Prompt
Extend the union column on the federal election and the High Court employment rulings, writing on from its last sentence.

And we’re off! As most members would know by now, the federal election will be held on 21 May. The IEU is not affiliated with any political party, but that does not mean your union is apolitical, and so the result of the coming poll should be of prime importance to IEU members.
Actions taken by the Morrison government and its predecessors over the last decade have had a detrimental effect on the post-secondary education sector, with a ‘benign neglect’ approach leaving the industry ill-equipped to handle the unique challenges brought on by the pandemic.
In 2020, the Morrison government moved swiftly to close Australia’s international borders, and while that may have provided a useful protection against the spread of COVID-19, they were kept closed for too long, which meant that colleges reliant on international students have been left to wither, and to rely on online offerings to survive. Many did not.
The Labor Party is making much of its proposed reinvigoration of the TAFE sector, and while this is not IEU territory, a stronger TAFE can only help improve standards generally across the post-secondary sector.
Most importantly, Labor has committed to reforming Australia’s outdated Fair Work industrial system, in particular focusing on wages, workloads and insecure work, while also strengthening the bargaining provisions of the Fair Work Act.
The Morrison government, by contrast, has run out of steam after nearly a decade in office, and does not appear to have much of an agenda for anything should it win a fourth term. It’s clearly time for change.
High Court developments
In February, the High Court brought down judgements in two cases, with significant implications for labour law in Australia. The two cases, ZG Operations & Anor v Jamsek & Ors, and CFMMEU v Personnel Contracting, were about the definitions of employment vis a vis contracting. In essence, the cases were seeking to define, under law, when a person is more properly considered an employee (and therefore entitled to the protections of the Fair Work Act) or an independent contractor (who is not).

Collected material
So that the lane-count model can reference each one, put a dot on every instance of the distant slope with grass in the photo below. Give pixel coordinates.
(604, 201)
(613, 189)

Exercise output
These considerations are important for the post-secondary education sector, as it is common for less reputable colleges to require an ABN from prospective workers before offering work. Such colleges are, in effect, making engagement as an independent contractor a condition of work, which allows those colleges to avoid normal employment obligations like award wages and superannuation.
The thrust of the High Court decisions in the two above cases was that the status of the employment relationship is largely determined by what is in the contract between the parties. In short, the Court is saying that the employment contract is whatever it says it is, regardless of previously understood notions of ‘work tests’ to determine the proper characterisation of employment.
Members should therefore be hyper-vigilant about exactly what is in employment contracts at the time they are signed. If a worker signs on as a contractor, even in ignorance of any alternative, then it may be very difficult to get this changed after the fact.